* _Selected text_
It appears that at one of the beaches in La Jolla, there is a fairly large number of leopard sharks right by the pier (those are only about 4 feet long, a lot smaller than most sharks). And apparently, some people consider it a very exciting experience to actually swim in the water with those sharks. We don’t know about you, but all of the contest organizers seem to be unanimous in their agreement that this does not seem like the greatest idea. We also all agree that if we were in the water with a bunch of leopard sharks, our main goal would be to stay as far away from them as possible. Luckily, the computer could help us with that (in particular if it were water-proof).

We model the water as a \(w\) × \(h\) two-dimensional grid of integer coordinates. At time 1, you start at point (1, 1). In each time step, you can swim one square to the right, left, up, or down, or stay where you are (so long as you don’t leave the area, of course). You will be given the position at which sharks are at all given times, as well as a time horizon \(t\) to consider. You are to find a way to stay as far from all sharks as possible for \(t\) steps. More precisely, let \(d\) be the closest you ever came to any shark during any of the \(t\) time steps. (Distance between two points (\(x_1\), \(y_1\)) and (\(x_2\), \(y_2\)) is measured in the Euclidean norm \(d = \sqrt{(x_1 − x_2)^2 + (y_1 − y_2)^2}\). Then, the goal is to find a “move plan” making \(d\) as large as possible, while ending up at position (1, 1) again at time \(t\).

* _Required task 1_
Update the leopard shark passage, starting with "We model the" and going on through "at time \(t\).", replacing "grid" with "lattice".
* _Required task 2_
Indicate whether each statement agrees with the leopard shark passage, answering yes or no and quoting the words that decide it: (a) The leopard sharks near the pier are about 4 feet long. (b) The swimmer starts at point (0, 0). (c) Distance is measured in the Manhattan norm.
* _Required task 3_
Pick up the leopard shark passage after its final sentence and continue it.
The data that comes after this passage has no connection to it.

* _Record extracts_
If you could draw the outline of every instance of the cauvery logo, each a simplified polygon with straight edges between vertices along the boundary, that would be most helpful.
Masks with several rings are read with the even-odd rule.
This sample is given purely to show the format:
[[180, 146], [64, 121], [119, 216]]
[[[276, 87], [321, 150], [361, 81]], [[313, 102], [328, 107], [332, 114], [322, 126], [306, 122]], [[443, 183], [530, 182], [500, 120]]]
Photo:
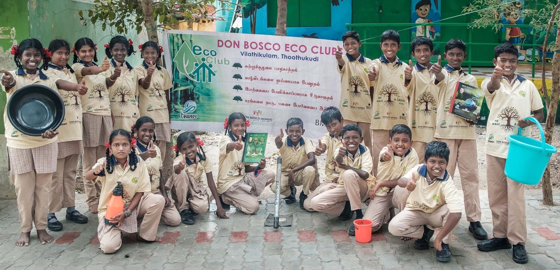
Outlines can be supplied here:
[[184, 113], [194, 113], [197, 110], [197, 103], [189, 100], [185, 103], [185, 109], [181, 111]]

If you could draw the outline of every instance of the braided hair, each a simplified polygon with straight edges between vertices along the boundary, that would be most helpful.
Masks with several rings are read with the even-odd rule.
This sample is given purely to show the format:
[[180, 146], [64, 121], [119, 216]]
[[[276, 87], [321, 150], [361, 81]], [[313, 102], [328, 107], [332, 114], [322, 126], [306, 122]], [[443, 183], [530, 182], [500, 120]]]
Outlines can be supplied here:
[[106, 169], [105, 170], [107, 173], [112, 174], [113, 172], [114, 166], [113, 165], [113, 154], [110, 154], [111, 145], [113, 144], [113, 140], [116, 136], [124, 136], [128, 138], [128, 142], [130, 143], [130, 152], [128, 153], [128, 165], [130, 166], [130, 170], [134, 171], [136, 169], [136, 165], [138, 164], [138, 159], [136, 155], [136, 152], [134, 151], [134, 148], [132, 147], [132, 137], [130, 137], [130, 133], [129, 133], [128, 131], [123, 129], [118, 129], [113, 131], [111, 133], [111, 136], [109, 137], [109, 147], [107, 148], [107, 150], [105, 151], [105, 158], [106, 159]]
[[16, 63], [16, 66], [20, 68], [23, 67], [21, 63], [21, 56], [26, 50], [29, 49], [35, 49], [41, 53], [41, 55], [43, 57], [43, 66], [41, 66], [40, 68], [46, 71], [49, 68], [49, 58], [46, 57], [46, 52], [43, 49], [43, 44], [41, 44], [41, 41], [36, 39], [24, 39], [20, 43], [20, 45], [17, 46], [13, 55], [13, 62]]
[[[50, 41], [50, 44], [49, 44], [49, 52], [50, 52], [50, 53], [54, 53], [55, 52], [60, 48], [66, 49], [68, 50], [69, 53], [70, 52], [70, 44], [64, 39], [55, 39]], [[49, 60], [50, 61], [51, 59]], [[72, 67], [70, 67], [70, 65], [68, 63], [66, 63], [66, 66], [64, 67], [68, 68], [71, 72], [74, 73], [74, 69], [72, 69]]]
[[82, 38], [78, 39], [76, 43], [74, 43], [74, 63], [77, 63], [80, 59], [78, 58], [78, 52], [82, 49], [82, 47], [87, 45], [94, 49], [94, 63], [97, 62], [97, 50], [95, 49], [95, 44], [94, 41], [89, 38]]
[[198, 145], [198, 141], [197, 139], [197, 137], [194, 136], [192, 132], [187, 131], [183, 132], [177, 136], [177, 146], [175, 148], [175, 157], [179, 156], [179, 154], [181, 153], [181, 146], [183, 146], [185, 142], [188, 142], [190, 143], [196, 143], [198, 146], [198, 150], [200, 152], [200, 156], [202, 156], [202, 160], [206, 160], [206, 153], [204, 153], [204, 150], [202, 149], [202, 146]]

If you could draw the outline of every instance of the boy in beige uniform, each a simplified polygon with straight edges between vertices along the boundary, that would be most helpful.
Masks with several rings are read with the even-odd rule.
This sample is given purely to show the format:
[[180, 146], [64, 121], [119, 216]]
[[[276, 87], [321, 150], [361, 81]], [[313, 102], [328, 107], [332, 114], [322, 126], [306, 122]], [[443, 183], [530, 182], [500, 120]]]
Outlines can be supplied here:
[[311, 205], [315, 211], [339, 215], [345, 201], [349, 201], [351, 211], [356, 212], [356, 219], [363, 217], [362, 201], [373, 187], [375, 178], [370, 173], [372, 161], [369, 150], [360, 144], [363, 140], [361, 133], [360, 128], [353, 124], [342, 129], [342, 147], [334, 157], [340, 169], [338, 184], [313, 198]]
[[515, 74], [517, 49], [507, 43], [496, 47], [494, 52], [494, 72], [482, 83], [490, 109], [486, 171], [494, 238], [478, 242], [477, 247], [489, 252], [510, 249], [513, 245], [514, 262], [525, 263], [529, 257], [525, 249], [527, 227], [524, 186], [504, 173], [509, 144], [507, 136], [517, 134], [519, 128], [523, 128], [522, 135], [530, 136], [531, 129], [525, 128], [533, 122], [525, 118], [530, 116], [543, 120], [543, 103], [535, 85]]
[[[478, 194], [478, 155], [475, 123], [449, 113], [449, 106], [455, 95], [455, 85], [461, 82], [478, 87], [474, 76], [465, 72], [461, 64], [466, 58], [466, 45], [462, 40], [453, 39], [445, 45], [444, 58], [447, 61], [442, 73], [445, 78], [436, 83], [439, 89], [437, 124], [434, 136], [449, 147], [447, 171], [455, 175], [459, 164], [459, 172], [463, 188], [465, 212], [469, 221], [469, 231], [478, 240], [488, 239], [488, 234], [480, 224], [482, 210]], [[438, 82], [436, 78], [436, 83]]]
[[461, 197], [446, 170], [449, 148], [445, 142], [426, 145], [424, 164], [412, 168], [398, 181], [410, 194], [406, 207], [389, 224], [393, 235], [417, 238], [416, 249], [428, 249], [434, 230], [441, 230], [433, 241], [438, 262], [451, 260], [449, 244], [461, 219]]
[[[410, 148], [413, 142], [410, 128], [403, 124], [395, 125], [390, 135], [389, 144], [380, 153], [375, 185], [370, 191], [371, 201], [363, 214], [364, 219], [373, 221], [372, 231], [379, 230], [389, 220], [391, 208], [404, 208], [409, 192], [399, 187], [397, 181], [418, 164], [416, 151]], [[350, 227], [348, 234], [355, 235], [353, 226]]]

* _Answer 1_
We model the water as a \(w\) × \(h\) two-dimensional lattice of integer coordinates. At time 1, you start at point (1, 1). In each time step, you can swim one square to the right, left, up, or down, or stay where you are (so long as you don’t leave the area, of course). You will be given the position at which sharks are at all given times, as well as a time horizon \(t\) to consider. You are to find a way to stay as far from all sharks as possible for \(t\) steps. More precisely, let \(d\) be the closest you ever came to any shark during any of the \(t\) time steps. (Distance between two points (\(x_1\), \(y_1\)) and (\(x_2\), \(y_2\)) is measured in the Euclidean norm \(d = \sqrt{(x_1 − x_2)^2 + (y_1 − y_2)^2}\). Then, the goal is to find a “move plan” making \(d\) as large as possible, while ending up at position (1, 1) again at time \(t\).

* _Answer 2_
(a) Yes: "those are only about 4 feet long"
(b) No: "At time 1, you start at point (1, 1)."
(c) No: "is measured in the Euclidean norm"

* _Answer 3_
The first line contains a number K ≥ 1, which is the number of input data sets in the file. This is followed by K data sets of the following form:

The first line of each data set contains integer numbers \(w\), \(h\), \(t\), \(s\). 1 ≤ \(w\), \(h\) ≤ 10 are the width and height of the water expanse we are considering. 1 ≤ \(t\) ≤ 100 is the time for which you are in the water. 1 ≤ \(s\) ≤ 10000 is the number of “shark sightings” in the file.

This is followed by s lines, each containing three integer numbers \(x_i\), \(y_i\), \(t_i\) (with 1 ≤ \(x_i\) ≤ \(w\), 1 ≤ \(y_i\) ≤ \(h\), 1 ≤ \(t_i\) ≤ \(t\)). This means that at time \(t_i\), there is a shark at position (\(x_i\), \(y_i\)). These are not necessarily sorted by any parameter.

For each data set, first output “Data Set x:” on a line by itself, where x is its number. Then, output the closest you ever came in contact with a shark in the best possible solution, rounded to two decimals. (Notice that an output of 0 means that you cannot avoid occupying the same square as a shark at some point.)